##### SELECTED TEXT
Chapter 22, Problem 16P

(a)

To determine

The frequency of the proton.

Answer to Problem 16P

The frequency of the proton is. $7.66\times {10}^7{\text{s}}^{-1}$.

Explanation of Solution

Given Info: The accelerating voltage is $600\text{V}$, the outer radius is $0.350\text{m}$ and the magnitude of magnetic field is $0.800\text{T}$.

The formula for the frequency is,

$f=\frac{qB}{2\pi m}$

Here,

$B$ is the magnitude of magnetic field.

$m$ is the mass of proton.

$q$ is the charge of proton.

$V$ is the accelerating voltage.

Substitute $0.800\text{T}$ for $B$, $1.6\times {10}^{-27}\text{kg}$ for $m$, $1.6\times {10}^{-19}\text{C}$ for $q$ and $600\text{V}$ for $V$ in above equation to find $f$.

$\begin{array}{c}f=\frac{\left(1.6\times {10}^{-19}\text{C}\right)\left(0.800\text{T}\right)}{2\pi \left(1.6\times {10}^{-27}\text{kg}\right)}\\ =7.66\times {10}^7{\text{s}}^{-1}\end{array}$

Thus, the frequency of the proton is. $7.66\times {10}^7{\text{s}}^{-1}$.

Conclusion:

Therefore, the frequency of the proton is. $7.66\times {10}^7{\text{s}}^{-1}$.

(b)

To determine

The exit speed of the proton.

Answer to Problem 16P

The exit speed of the proton is. $2.68\times {10}^7\text{m}/\text{s}$.

Explanation of Solution

Given Info: The accelerating voltage is $600\text{V}$, the outer radius is $0.350\text{m}$ and the magnitude of magnetic field is $0.800\text{T}$.

The formula for the speed is,

$v=\frac{qBr}{m}$

Here,

$r$ is the radius of the outermost orbit.

Substitute $0.800\text{T}$ for $B$, $1.6\times {10}^{-27}\text{kg}$ for $m$, $1.6\times {10}^{-19}\text{C}$ for $q$ and $0.350\text{m}$ for $r$ in above equation to find $v$ .
##########
##### DATA SHOWN
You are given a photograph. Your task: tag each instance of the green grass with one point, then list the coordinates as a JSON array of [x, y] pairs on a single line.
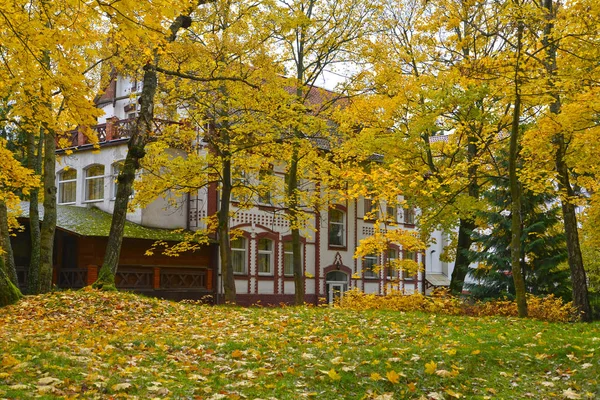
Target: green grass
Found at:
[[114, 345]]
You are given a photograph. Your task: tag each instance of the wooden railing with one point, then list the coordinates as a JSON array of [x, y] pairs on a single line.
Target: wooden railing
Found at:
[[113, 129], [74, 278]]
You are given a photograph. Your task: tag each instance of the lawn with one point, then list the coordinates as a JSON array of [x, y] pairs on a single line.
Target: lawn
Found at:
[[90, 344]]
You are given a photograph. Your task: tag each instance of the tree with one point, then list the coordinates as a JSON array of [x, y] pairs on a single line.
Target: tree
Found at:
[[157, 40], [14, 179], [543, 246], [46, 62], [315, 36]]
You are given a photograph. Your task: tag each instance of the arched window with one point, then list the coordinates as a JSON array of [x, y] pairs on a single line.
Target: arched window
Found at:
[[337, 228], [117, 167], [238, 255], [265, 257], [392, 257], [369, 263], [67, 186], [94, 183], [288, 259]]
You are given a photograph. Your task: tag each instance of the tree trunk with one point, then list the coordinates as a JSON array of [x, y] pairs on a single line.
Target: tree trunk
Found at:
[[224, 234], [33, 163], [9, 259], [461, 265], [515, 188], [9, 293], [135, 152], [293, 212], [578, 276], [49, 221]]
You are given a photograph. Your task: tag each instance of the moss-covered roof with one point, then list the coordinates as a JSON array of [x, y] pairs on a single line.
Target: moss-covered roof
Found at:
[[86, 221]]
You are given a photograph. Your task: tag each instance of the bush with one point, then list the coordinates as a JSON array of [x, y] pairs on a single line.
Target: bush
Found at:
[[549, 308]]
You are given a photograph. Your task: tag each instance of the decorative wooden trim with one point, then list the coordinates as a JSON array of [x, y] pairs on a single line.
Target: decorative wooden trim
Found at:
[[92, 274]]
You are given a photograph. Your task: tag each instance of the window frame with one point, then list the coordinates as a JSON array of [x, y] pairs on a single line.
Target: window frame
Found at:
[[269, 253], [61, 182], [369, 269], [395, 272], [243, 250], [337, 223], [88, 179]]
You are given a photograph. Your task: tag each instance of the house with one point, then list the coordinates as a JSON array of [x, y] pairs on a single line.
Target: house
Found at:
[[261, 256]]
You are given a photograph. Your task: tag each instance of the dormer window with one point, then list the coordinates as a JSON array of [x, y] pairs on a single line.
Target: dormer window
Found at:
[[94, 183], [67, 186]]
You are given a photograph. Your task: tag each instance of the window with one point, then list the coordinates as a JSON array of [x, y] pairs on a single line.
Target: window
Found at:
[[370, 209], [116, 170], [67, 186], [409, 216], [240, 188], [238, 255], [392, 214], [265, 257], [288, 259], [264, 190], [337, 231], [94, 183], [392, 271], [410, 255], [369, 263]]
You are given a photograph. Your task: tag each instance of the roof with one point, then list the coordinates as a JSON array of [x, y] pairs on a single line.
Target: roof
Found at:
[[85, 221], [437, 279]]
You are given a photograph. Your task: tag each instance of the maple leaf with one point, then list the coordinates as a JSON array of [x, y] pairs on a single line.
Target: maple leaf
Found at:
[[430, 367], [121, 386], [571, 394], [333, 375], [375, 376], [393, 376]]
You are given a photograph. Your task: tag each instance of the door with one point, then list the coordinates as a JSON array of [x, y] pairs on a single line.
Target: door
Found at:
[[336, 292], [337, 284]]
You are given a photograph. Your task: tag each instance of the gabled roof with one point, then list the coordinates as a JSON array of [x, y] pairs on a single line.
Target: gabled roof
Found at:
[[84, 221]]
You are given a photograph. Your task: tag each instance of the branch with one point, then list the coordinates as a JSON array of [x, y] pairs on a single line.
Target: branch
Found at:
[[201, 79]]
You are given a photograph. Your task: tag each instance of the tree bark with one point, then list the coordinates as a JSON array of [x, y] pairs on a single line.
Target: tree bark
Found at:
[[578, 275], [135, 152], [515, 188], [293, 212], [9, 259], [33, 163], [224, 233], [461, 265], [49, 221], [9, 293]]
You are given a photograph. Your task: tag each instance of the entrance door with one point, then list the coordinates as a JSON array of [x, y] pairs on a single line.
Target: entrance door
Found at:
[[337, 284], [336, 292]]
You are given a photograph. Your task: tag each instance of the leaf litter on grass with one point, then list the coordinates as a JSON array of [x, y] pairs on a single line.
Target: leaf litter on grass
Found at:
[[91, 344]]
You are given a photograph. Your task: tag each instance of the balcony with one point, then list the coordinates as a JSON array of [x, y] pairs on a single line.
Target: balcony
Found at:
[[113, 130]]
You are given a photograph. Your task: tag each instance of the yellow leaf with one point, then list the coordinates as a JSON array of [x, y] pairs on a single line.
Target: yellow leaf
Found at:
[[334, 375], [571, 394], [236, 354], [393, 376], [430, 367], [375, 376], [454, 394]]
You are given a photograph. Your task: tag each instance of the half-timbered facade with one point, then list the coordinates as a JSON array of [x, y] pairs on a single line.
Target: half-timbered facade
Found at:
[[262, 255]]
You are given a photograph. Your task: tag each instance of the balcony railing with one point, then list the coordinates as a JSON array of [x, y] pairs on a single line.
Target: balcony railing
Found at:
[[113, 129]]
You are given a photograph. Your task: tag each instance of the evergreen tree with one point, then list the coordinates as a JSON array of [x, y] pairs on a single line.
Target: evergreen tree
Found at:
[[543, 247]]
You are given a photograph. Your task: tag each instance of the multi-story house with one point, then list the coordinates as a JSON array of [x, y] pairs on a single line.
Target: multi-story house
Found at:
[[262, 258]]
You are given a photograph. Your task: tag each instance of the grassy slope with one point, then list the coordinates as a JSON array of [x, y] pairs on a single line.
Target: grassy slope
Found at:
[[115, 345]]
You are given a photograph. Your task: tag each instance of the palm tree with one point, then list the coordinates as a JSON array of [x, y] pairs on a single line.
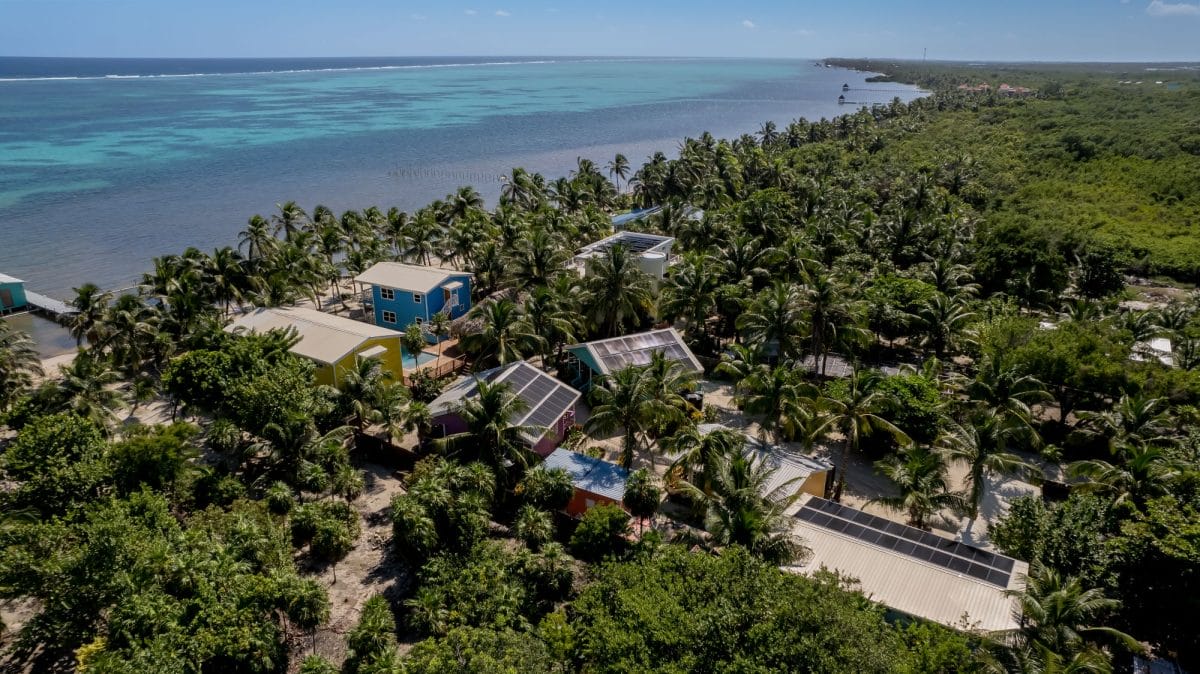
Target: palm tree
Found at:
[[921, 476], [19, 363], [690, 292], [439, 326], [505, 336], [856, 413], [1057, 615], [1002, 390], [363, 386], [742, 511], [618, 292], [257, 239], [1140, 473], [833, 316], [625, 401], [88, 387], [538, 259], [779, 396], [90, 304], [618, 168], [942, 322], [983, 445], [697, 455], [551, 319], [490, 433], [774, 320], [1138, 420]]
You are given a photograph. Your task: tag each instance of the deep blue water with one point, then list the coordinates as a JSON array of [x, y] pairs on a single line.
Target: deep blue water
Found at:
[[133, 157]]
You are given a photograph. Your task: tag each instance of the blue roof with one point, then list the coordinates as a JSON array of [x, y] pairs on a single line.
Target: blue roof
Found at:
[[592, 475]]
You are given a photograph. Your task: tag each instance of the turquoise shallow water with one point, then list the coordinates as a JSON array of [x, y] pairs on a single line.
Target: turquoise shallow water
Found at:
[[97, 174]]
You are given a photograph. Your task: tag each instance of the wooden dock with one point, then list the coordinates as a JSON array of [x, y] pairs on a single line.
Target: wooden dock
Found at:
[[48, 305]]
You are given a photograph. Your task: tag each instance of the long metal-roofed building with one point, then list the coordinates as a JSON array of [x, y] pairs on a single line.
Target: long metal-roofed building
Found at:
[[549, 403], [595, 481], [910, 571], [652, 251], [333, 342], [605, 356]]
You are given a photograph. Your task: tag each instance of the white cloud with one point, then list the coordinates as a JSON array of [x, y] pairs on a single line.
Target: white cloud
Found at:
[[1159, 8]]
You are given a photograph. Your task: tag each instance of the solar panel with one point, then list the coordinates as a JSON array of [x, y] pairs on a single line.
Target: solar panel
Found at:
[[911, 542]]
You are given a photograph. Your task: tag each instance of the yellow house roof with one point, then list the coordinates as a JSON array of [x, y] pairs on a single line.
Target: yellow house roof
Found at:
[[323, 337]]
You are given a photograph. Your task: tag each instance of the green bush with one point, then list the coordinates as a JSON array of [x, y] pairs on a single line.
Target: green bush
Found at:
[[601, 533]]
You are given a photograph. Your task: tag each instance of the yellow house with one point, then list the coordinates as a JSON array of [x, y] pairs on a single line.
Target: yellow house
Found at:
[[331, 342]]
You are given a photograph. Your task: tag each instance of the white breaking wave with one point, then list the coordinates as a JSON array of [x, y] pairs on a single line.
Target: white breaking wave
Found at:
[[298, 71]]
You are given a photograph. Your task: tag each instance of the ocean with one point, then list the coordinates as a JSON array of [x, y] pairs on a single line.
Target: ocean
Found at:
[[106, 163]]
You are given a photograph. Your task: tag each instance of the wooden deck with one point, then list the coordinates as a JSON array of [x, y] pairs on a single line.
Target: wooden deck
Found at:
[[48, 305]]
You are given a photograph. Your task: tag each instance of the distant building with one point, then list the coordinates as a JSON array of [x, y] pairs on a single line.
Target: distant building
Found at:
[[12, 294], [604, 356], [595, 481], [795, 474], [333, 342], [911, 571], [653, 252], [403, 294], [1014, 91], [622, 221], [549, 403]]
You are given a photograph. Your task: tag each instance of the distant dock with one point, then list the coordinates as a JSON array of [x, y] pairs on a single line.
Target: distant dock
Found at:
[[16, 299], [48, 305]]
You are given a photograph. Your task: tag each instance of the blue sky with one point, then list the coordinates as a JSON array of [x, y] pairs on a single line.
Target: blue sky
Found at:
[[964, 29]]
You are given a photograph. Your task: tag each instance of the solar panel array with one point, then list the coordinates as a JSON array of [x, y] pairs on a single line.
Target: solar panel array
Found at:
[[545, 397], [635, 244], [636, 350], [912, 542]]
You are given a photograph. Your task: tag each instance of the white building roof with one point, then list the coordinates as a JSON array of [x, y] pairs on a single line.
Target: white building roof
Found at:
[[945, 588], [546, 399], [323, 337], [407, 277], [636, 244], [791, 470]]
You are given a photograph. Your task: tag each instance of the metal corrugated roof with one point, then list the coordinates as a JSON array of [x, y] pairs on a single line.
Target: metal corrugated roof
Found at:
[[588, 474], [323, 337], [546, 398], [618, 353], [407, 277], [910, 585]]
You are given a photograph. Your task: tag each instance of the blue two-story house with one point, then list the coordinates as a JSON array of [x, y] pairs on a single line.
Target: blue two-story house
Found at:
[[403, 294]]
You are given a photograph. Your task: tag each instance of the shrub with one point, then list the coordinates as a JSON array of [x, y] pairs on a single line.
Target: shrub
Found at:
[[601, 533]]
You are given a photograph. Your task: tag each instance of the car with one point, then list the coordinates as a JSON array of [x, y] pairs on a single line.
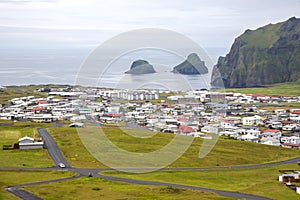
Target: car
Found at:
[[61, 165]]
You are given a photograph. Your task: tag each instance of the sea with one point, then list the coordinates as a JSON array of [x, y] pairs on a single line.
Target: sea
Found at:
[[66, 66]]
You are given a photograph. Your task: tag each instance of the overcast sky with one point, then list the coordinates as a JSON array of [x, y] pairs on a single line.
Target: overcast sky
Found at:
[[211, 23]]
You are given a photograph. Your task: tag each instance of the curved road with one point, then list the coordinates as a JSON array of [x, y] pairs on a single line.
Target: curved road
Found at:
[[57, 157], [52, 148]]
##########
EXERCISE INSTRUCTIONS:
Pick up the worked solution on the proton's frequency and exit speed at the point where it stops, and carry it forward.

RESPONSE BELOW:
$\begin{array}{c}v=\frac{\left(1.6\times {10}^{-19}\text{C}\right)\left(0.800\text{T}\right)\left(0.350\text{m}\right)}{\left(1.6\times {10}^{-27}\text{kg}\right)}\\ =2.68\times {10}^7\text{m}/\text{s}\end{array}$

Thus, the exit speed of the proton is. $2.68\times {10}^7\text{m}/\text{s}$.

Conclusion:

Therefore, the exit speed of the proton is. $2.68\times {10}^7\text{m}/\text{s}$.

(c)

To determine

The maximum kinetic energy.

Answer to Problem 16P

The maximum kinetic energy is $3.75\text{MeV}$.

Explanation of Solution

Given Info: The accelerating voltage is $600\text{V}$, the outer radius is $0.350\text{m}$ and the magnitude of magnetic field is $0.800\text{T}$.

The formula for the kinetic energy is,

$K{E}_{\max }=\frac{1}{2}m{v}^2$

Substitute $1.67\times {10}^{-27}\text{kg}$ for $m$ and $2.68\times {10}^7\text{m}/\text{s}$ for $v$ in above equation to find $K{E}_{\max }$.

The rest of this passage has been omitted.